::: SUPPLIED MATERIAL
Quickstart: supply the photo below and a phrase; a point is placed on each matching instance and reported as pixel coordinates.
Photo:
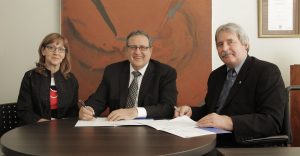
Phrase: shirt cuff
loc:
(142, 113)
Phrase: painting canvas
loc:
(181, 30)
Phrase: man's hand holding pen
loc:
(182, 110)
(86, 112)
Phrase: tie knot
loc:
(136, 73)
(231, 73)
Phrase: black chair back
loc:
(9, 118)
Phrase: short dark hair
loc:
(65, 66)
(139, 32)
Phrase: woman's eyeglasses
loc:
(53, 49)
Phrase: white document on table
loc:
(182, 126)
(104, 122)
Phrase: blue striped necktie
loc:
(230, 78)
(133, 89)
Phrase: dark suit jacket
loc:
(34, 96)
(255, 103)
(157, 94)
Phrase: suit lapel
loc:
(148, 77)
(124, 82)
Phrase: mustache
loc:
(225, 53)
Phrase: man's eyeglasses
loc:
(53, 49)
(134, 48)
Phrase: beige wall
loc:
(25, 22)
(281, 51)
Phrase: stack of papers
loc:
(182, 126)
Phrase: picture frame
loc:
(278, 18)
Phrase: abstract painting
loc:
(181, 30)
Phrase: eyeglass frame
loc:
(141, 48)
(55, 49)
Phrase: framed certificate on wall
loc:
(278, 18)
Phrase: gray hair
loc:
(236, 29)
(139, 32)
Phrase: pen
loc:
(84, 106)
(175, 107)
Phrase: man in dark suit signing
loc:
(139, 87)
(246, 95)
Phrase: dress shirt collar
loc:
(142, 70)
(238, 68)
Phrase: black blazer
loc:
(255, 103)
(157, 94)
(34, 96)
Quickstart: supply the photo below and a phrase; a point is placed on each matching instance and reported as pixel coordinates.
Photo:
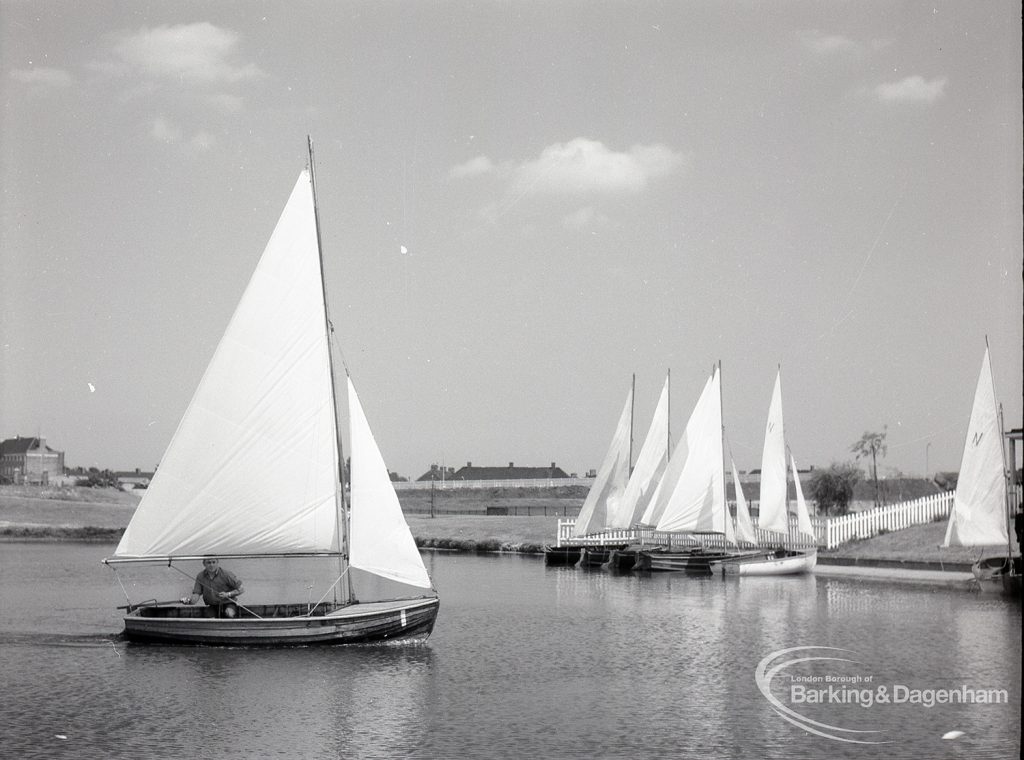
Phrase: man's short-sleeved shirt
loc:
(211, 587)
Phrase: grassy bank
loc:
(102, 514)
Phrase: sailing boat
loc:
(980, 514)
(607, 491)
(774, 506)
(691, 496)
(255, 470)
(643, 482)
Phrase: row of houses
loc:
(30, 461)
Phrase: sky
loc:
(522, 206)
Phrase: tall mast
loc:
(668, 413)
(1007, 480)
(633, 404)
(721, 416)
(785, 450)
(342, 519)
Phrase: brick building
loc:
(29, 461)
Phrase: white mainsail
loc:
(380, 540)
(773, 508)
(696, 502)
(979, 513)
(803, 516)
(648, 469)
(744, 529)
(609, 486)
(253, 466)
(674, 468)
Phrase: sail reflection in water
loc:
(527, 661)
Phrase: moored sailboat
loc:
(255, 471)
(690, 499)
(602, 500)
(773, 508)
(980, 515)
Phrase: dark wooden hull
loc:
(624, 559)
(597, 556)
(285, 625)
(998, 575)
(562, 555)
(773, 563)
(693, 562)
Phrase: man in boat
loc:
(218, 587)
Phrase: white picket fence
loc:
(650, 537)
(828, 532)
(886, 519)
(540, 482)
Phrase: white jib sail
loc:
(773, 510)
(803, 516)
(696, 504)
(744, 529)
(605, 494)
(380, 541)
(253, 466)
(648, 469)
(979, 514)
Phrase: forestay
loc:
(773, 509)
(253, 466)
(744, 529)
(803, 516)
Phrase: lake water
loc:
(525, 661)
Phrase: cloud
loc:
(472, 168)
(825, 44)
(43, 76)
(196, 53)
(911, 89)
(202, 141)
(586, 218)
(163, 131)
(584, 166)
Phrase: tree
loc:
(873, 446)
(833, 489)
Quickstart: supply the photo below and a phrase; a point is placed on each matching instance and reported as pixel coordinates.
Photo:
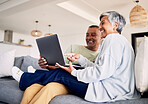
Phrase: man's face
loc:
(93, 37)
(106, 27)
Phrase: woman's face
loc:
(93, 38)
(106, 27)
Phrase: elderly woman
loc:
(110, 78)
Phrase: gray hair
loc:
(115, 17)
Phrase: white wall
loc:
(20, 50)
(65, 41)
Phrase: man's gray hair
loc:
(115, 17)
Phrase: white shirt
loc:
(111, 77)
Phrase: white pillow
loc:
(141, 66)
(6, 63)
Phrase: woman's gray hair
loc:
(115, 17)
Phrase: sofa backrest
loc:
(24, 61)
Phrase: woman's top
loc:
(80, 49)
(111, 77)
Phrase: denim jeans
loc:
(57, 75)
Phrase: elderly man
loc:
(39, 94)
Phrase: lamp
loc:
(48, 34)
(36, 33)
(138, 16)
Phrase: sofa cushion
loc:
(72, 99)
(6, 63)
(9, 91)
(141, 66)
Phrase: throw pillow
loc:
(6, 63)
(18, 61)
(141, 66)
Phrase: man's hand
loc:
(43, 64)
(68, 69)
(72, 57)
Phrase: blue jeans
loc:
(57, 75)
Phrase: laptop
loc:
(49, 48)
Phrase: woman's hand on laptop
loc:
(72, 56)
(43, 64)
(68, 69)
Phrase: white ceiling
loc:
(65, 16)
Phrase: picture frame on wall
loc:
(136, 39)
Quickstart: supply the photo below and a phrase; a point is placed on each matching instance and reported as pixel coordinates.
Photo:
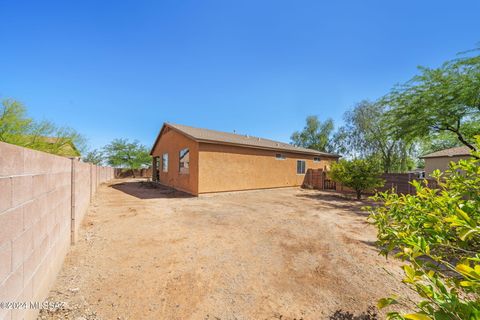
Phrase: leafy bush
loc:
(437, 232)
(359, 174)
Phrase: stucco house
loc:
(441, 159)
(199, 161)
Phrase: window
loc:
(165, 162)
(300, 166)
(184, 161)
(156, 174)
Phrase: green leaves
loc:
(122, 153)
(16, 128)
(315, 135)
(440, 100)
(436, 232)
(360, 175)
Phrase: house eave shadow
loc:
(149, 190)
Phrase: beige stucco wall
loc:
(172, 142)
(440, 163)
(229, 168)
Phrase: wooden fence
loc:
(399, 182)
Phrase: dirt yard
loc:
(148, 253)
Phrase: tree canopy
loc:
(122, 153)
(17, 128)
(367, 135)
(315, 135)
(359, 174)
(94, 156)
(436, 232)
(444, 99)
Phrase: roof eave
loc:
(313, 152)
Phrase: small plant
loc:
(437, 232)
(360, 175)
(370, 314)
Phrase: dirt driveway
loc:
(270, 254)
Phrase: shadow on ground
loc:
(341, 203)
(148, 190)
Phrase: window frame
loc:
(304, 167)
(186, 169)
(165, 163)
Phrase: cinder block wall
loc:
(38, 220)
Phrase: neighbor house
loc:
(441, 159)
(201, 161)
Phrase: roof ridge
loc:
(204, 134)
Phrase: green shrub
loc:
(437, 232)
(360, 175)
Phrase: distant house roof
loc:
(218, 137)
(451, 152)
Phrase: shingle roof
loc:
(452, 152)
(212, 136)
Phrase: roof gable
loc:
(219, 137)
(451, 152)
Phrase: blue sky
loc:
(121, 68)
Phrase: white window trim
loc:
(305, 167)
(179, 168)
(165, 169)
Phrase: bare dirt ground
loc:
(148, 253)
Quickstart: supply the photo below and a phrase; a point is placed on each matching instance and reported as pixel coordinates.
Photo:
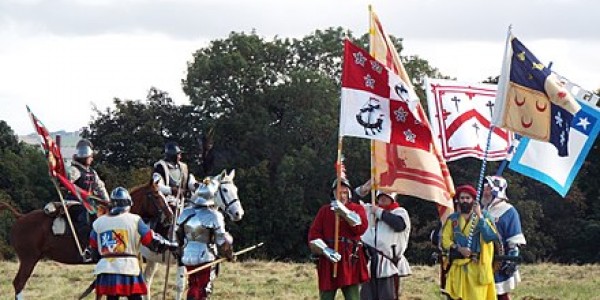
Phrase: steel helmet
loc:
(120, 200)
(498, 185)
(83, 149)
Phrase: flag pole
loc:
(374, 186)
(336, 243)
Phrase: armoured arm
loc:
(100, 189)
(74, 173)
(351, 217)
(192, 183)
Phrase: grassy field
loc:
(275, 280)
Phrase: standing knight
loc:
(202, 237)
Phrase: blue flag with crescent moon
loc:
(540, 161)
(532, 101)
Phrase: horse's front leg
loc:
(180, 282)
(149, 275)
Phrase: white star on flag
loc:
(377, 67)
(369, 81)
(558, 119)
(410, 137)
(359, 59)
(583, 122)
(400, 115)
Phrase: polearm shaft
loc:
(222, 259)
(171, 236)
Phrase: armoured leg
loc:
(180, 282)
(198, 283)
(149, 272)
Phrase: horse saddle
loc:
(56, 211)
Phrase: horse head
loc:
(226, 197)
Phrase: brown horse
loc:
(32, 238)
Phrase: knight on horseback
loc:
(116, 239)
(176, 181)
(82, 174)
(202, 237)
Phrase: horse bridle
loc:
(227, 205)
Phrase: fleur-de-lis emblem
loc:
(359, 58)
(369, 81)
(410, 136)
(400, 114)
(376, 66)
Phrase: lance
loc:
(222, 259)
(180, 198)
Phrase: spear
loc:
(222, 259)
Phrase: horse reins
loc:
(227, 205)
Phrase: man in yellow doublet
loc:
(470, 278)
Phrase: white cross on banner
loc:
(460, 115)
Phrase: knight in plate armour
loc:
(82, 174)
(176, 181)
(202, 236)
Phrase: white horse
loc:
(226, 199)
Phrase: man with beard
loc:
(471, 250)
(386, 240)
(349, 257)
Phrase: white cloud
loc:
(59, 56)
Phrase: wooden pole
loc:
(222, 259)
(336, 242)
(172, 232)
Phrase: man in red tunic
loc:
(350, 258)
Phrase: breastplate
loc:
(199, 234)
(174, 176)
(199, 228)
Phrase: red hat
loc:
(467, 188)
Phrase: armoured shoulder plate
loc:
(202, 231)
(186, 214)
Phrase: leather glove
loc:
(352, 218)
(90, 255)
(170, 245)
(174, 190)
(87, 256)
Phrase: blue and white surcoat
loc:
(508, 224)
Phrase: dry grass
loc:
(276, 280)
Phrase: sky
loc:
(64, 58)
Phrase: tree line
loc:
(269, 109)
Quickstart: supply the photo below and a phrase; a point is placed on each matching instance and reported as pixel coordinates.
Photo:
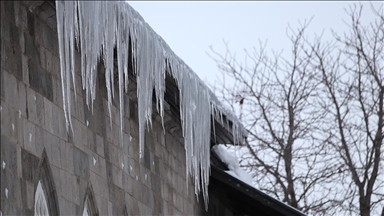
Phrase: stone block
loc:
(21, 18)
(46, 36)
(29, 136)
(81, 163)
(48, 116)
(40, 141)
(31, 105)
(31, 48)
(78, 134)
(40, 110)
(8, 156)
(117, 175)
(102, 205)
(9, 122)
(57, 93)
(30, 163)
(67, 156)
(10, 92)
(40, 80)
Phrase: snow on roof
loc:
(97, 28)
(233, 164)
(236, 171)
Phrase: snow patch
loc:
(233, 164)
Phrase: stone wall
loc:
(90, 163)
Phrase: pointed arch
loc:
(41, 206)
(90, 207)
(45, 187)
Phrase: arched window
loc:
(41, 206)
(85, 211)
(90, 208)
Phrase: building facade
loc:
(47, 168)
(95, 167)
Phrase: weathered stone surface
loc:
(33, 120)
(40, 80)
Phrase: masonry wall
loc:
(35, 145)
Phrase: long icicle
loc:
(78, 23)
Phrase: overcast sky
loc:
(190, 28)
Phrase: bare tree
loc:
(351, 72)
(275, 99)
(315, 120)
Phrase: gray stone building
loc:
(86, 169)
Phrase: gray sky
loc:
(190, 28)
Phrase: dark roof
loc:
(243, 198)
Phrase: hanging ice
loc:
(96, 29)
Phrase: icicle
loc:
(96, 28)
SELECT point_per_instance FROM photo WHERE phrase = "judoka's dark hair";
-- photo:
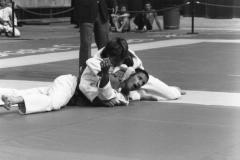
(124, 91)
(139, 70)
(117, 47)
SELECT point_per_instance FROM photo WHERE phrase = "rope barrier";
(218, 5)
(45, 14)
(159, 10)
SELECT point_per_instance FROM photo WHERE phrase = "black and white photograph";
(119, 79)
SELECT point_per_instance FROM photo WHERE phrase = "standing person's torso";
(89, 9)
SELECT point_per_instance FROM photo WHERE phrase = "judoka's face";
(136, 81)
(116, 61)
(148, 7)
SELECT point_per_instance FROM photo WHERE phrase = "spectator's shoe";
(7, 104)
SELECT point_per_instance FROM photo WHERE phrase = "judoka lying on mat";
(57, 95)
(154, 89)
(64, 88)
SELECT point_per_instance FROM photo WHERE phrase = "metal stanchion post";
(13, 18)
(193, 15)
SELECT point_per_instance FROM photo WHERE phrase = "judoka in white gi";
(92, 84)
(154, 90)
(64, 87)
(58, 95)
(6, 25)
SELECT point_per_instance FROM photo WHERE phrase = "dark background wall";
(137, 5)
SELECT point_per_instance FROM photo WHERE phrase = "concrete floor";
(142, 130)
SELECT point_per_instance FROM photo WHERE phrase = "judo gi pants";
(49, 98)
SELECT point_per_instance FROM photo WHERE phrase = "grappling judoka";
(104, 80)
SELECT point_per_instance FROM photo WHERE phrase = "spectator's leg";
(86, 31)
(101, 33)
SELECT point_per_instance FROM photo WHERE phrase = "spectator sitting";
(144, 21)
(121, 21)
(6, 25)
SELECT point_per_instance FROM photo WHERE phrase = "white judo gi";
(49, 98)
(90, 80)
(154, 87)
(6, 16)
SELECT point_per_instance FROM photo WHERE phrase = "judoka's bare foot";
(11, 100)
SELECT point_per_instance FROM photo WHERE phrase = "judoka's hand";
(105, 65)
(112, 102)
(144, 96)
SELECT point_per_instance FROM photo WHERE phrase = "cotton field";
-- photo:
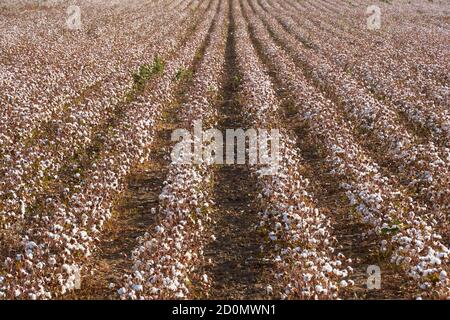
(95, 96)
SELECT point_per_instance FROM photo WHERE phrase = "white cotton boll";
(307, 277)
(138, 287)
(159, 229)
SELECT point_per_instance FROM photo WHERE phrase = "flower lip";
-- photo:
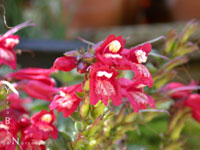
(47, 118)
(11, 42)
(114, 46)
(2, 126)
(65, 101)
(141, 56)
(109, 55)
(104, 73)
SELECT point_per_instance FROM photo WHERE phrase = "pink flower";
::::::
ASSIGNMENT: Write out the lines of the material above exactly, from its first line through the line that contains "Phrase: man's hand holding pen", so that no picture appears in the copy.

YOUR SOLUTION:
Quickstart: supply the photo below and a phrase; a point is placed on each matching instance and reported as pixel coordinates.
Photo:
Phrase: shirt cuff
loc:
(142, 113)
Phrase: painting canvas
loc:
(181, 30)
Phrase: man's hand holding pen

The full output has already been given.